YOUR OBJECTIVE: Reproduce the data exactly.

──────────────────────────────

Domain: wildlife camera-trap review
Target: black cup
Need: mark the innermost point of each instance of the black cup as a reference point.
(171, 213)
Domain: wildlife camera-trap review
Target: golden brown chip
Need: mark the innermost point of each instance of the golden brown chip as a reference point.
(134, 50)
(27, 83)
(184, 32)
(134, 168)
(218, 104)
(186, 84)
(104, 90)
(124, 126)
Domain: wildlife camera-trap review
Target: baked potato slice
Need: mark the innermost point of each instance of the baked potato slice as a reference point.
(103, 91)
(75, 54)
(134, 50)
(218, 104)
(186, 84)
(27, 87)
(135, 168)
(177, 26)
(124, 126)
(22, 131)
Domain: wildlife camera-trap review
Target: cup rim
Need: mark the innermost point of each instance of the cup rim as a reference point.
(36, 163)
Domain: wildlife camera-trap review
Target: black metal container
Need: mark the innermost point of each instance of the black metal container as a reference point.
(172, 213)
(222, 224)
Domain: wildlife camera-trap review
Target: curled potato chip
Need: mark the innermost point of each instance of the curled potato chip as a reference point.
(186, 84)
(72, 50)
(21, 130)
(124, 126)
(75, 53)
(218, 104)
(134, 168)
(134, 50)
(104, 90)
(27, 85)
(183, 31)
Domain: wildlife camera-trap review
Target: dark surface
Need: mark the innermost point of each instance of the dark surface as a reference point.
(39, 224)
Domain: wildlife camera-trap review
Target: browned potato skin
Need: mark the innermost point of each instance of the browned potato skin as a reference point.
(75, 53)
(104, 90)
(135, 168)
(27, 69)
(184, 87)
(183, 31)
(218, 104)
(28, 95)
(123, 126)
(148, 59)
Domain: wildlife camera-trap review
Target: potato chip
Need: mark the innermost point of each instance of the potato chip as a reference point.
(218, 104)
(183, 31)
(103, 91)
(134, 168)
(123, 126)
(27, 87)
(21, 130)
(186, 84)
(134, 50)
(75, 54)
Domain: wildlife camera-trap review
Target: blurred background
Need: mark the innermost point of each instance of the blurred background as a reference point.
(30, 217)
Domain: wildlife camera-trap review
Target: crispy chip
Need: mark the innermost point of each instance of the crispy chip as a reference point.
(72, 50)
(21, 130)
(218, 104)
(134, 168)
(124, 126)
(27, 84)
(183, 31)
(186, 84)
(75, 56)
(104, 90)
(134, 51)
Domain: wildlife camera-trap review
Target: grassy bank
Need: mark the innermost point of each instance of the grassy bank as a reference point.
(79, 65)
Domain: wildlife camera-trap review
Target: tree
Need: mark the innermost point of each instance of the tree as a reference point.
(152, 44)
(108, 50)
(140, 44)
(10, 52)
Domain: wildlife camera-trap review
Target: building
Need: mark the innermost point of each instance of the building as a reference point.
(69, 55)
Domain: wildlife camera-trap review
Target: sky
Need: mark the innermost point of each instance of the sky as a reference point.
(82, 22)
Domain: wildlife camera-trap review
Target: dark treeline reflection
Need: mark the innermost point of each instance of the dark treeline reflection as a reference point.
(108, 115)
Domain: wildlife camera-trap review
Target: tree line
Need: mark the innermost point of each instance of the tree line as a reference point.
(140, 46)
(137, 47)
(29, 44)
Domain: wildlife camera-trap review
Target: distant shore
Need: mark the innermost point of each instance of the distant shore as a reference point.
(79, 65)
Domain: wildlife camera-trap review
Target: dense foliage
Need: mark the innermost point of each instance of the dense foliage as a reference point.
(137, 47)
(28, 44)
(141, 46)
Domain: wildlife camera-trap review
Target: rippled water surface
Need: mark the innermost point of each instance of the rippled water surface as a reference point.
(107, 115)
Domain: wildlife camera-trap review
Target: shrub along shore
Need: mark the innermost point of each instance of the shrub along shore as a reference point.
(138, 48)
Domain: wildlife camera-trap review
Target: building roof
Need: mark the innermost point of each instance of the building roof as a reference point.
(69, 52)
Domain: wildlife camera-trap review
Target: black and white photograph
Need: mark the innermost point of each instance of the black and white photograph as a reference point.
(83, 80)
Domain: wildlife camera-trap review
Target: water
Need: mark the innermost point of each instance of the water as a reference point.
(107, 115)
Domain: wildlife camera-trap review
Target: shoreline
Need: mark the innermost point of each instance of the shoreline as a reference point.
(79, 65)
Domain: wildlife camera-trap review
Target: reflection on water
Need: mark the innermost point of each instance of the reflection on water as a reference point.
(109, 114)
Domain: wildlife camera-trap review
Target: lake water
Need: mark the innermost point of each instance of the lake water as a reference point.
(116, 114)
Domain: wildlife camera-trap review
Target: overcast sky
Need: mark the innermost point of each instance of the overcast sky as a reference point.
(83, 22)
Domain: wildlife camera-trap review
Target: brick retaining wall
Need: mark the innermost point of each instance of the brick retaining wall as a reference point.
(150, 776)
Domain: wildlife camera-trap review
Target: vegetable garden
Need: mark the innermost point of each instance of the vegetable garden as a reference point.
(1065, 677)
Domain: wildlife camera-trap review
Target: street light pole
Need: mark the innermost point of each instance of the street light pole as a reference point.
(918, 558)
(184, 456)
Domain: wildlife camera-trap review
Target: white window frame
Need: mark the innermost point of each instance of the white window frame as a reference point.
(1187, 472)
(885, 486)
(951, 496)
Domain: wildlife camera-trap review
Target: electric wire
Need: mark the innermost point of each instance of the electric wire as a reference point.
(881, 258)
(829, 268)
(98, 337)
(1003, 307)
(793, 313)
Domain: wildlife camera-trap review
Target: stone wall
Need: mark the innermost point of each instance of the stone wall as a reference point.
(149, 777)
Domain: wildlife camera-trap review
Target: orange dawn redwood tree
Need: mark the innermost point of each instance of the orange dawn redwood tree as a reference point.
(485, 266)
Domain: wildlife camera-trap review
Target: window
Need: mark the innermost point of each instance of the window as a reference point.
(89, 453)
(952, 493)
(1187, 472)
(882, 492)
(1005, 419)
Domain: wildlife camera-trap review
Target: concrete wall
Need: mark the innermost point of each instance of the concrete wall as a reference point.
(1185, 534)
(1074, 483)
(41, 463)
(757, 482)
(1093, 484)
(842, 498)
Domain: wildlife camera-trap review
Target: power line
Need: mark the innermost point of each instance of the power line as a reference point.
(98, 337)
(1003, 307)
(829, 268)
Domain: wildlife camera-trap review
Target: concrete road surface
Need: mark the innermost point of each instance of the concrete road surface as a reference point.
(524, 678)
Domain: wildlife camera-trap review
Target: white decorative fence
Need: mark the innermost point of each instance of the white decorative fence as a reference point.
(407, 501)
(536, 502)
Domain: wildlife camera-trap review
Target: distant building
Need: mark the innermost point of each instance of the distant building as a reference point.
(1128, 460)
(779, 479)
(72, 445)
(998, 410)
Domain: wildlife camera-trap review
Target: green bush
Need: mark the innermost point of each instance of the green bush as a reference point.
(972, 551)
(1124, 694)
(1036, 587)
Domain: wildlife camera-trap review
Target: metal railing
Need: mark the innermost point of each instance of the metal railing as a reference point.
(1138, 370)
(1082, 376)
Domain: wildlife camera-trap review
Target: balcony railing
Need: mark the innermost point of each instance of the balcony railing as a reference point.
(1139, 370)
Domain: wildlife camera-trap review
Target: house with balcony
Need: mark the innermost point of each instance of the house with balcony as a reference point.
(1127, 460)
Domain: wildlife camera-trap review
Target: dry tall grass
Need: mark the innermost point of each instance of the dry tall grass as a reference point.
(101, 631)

──────────────────────────────

WORKED ANSWER:
Domain: wildlife camera-trap review
Target: black cup
Need: mark the innermost point of each instance of the black cup as a reference point.
(171, 213)
Domain: wildlife camera-trap review
Target: golden brown chip
Need: mark the innermost point of each instance of the golden brown chip as a reference point.
(134, 50)
(27, 83)
(184, 32)
(134, 168)
(218, 104)
(186, 84)
(104, 90)
(124, 126)
Domain: wildlife camera-trap review
Target: baked potato slice
Need: mark the innermost point of each instance of the baked potato slice as a reference point.
(103, 91)
(75, 54)
(134, 50)
(218, 104)
(186, 84)
(27, 87)
(135, 168)
(177, 26)
(124, 126)
(22, 131)
Domain: wildlife camera-trap review
Target: cup rim
Need: mark the innermost point of each instance of the cup rim as a reference point.
(36, 163)
Domain: wildlife camera-trap review
Target: black metal container
Need: mark the innermost point of each instance of the black metal container as a reference point.
(172, 213)
(222, 224)
Domain: wildlife camera-trap review
Target: curled potato chip
Need: mark the innermost point of each instance of the curled potato chip as a reference point.
(186, 84)
(72, 50)
(21, 130)
(124, 126)
(75, 53)
(218, 104)
(134, 168)
(134, 50)
(104, 90)
(27, 85)
(183, 31)
Domain: wildlife camera-trap review
Target: dark surface
Need: mark the innermost point of each instance of the dark surface as a reference point.
(39, 224)
Domain: wildlife camera-trap review
Target: browned potato skin
Need: mark the innermost point of each instance of the browned potato skin as a reference point.
(75, 53)
(104, 90)
(135, 168)
(27, 69)
(184, 87)
(183, 31)
(218, 104)
(28, 95)
(123, 126)
(148, 59)
Domain: wildlife camera-trap review
Target: potato chip
Need: mark the innermost point of each instance of the potato chip as a reference point.
(218, 104)
(183, 31)
(103, 91)
(134, 168)
(123, 126)
(27, 87)
(21, 130)
(186, 84)
(134, 50)
(75, 54)
Domain: wildlife camera-trap review
Target: blurred background
Need: mark the innermost point of each instance of the blurred background as a reference point.
(30, 217)
Domain: wildlife camera-trap review
Target: crispy chip
Need: mark the innermost point of each instance of the crispy chip as a reference point.
(72, 50)
(21, 130)
(218, 104)
(134, 168)
(124, 126)
(27, 84)
(183, 31)
(186, 84)
(75, 56)
(104, 90)
(134, 51)
Domain: wildlife camera-trap review
Target: grassy bank
Need: mark the innermost point of each instance of the grassy bank as a reference point.
(79, 65)
Domain: wildlife camera-trap review
Target: tree
Need: mark the innermost point of each instance of the tree as a reference point.
(152, 44)
(108, 50)
(140, 44)
(10, 52)
Domain: wildlife camera-trap review
Target: building
Need: mark the innermost point of each instance of the building as a reference point.
(69, 55)
Domain: wildlife camera-trap review
Target: sky
Need: mark the innermost point of each instance of the sky as a reference point.
(82, 22)
Domain: wildlife camera-trap review
Target: dark treeline reflection
Need: mark the innermost point of each instance of the dark treeline reflection as a reference point.
(108, 115)
Domain: wildlife camera-trap review
Target: tree line
Need: mark the innermost point of each instance of the tree line as a reference point.
(140, 46)
(137, 47)
(29, 44)
Domain: wildlife camera-trap review
Target: distant shore
Need: mark the innermost point of each instance of the distant shore as a reference point.
(79, 65)
Domain: wildlife camera-trap review
Target: dense foliage
Need: mark the innermost point of each instance of the dense foliage as a reference point.
(137, 47)
(28, 44)
(141, 46)
Domain: wildlife camera-trap review
Target: rippled water surface
Need: mark the innermost point of each instance of the rippled water surface as a reference point.
(107, 115)
Domain: wildlife camera-trap review
Target: shrub along shore
Need: mark the innermost point of each instance of the shrub along shore as a reference point.
(138, 48)
Domain: wildlife camera-trap review
Target: building roof
Need: mark the innermost point of each instance of the building roof as a reference point.
(69, 52)
Domain: wildlife camera-trap review
Target: black and white photograph
Need: mark the innermost point of each instance of the black and white photograph as a reference point.
(83, 80)
Domain: wildlife camera-trap review
Target: water
Need: mark the innermost point of each instance of the water as a reference point.
(107, 115)
Domain: wildlife camera-trap review
Target: shoreline
Need: mark the innermost point of each instance of the shoreline as a reference point.
(79, 65)
Domain: wildlife camera-trap review
Target: reflection on water
Need: mark the innermost point of each instance of the reflection on water as a reference point.
(109, 114)
Domain: wildlife camera-trap review
Target: lake water
Need: mark the innermost point of each instance of the lake water as a reference point.
(116, 114)
Domain: wildlife camera-trap review
Target: overcast sky
Need: mark the innermost point of each instance of the overcast sky as a reference point.
(83, 22)
Domain: wildlife camera-trap review
Target: brick retaining wall
Need: mark the innermost point of each instance of the brick retaining wall as a reference point.
(150, 776)
Domain: wildlife camera-trap review
Target: vegetable garden
Need: mark the innermost point of each instance of the vegetable garden as a reference point.
(1065, 677)
Domain: wildlife camera-trap review
Target: street light pole
Need: mark the innermost point of each instance of the street light pole as a reference point.
(918, 558)
(184, 456)
Domain: wildlife camera-trap review
Target: white window frame
Need: mark the innermost point of each instance of the white window frame as a reference point.
(1187, 472)
(885, 486)
(951, 496)
Domain: wildlife camera-trap review
Target: electric wire
Need: mark the innermost point of each instance of the electric wire as a reference point.
(881, 258)
(829, 268)
(98, 337)
(1003, 307)
(793, 313)
Domain: wildlife camera-trap review
Target: stone wall
Need: mark the innermost point of each instance of the stone wall as a reference point.
(149, 777)
Domain: wildlife camera-trap review
Target: orange dawn redwood tree
Need: mark the innermost point of each instance of the orange dawn redwood tree as a reference point.
(485, 266)
Domain: wildlife camera-trap review
Target: window
Need: mark the innermost point of each instance of the window as a reference point.
(89, 453)
(952, 493)
(1187, 472)
(882, 492)
(1005, 419)
Domain: wildlife camera-trap review
Target: concrete wall
Need: mark the innermost point of each instance of the concrete wall as a reference point.
(1185, 534)
(1074, 483)
(41, 463)
(757, 482)
(1093, 484)
(842, 498)
Domain: wildlife camera-trap review
Target: power line
Need: mark the innermost point of each instance of the power line as a reference point.
(98, 337)
(1003, 307)
(829, 268)
Domain: wildlife camera-trap review
Target: concrete road surface
Need: mark the innermost point of each instance of the concrete road surface as a reference point.
(524, 678)
Domain: wildlife camera-trap review
Target: white decorative fence
Need: mark the innermost point of each instance of the white decorative fence as a reference point.
(407, 501)
(536, 502)
Domain: wildlife camera-trap review
Target: distant building
Need: mark the innermost point of each instance of the distant building as a reference point.
(1128, 460)
(779, 479)
(72, 445)
(998, 410)
Domain: wildlife camera-trap review
Target: green bush
Need: mark the innermost point of each instance of the green bush as a reference point.
(972, 551)
(1124, 694)
(1036, 587)
Domain: wildlife camera-trap review
Target: metal railing
Need: mark the innermost point of each instance of the metal railing as a reference point.
(1138, 370)
(1082, 376)
Domain: wildlife camera-trap review
Target: balcony railing
Need: mark the innermost point of each instance of the balcony railing as a reference point.
(1139, 370)
Domain: wildlife camera-trap review
Target: house with balcony
Need: mark the innermost point of each instance of the house with balcony as a reference point.
(1127, 460)
Domain: wildlife camera-trap review
Target: dry tall grass
Need: mark the innermost point of each instance of the dry tall grass as a reference point.
(101, 631)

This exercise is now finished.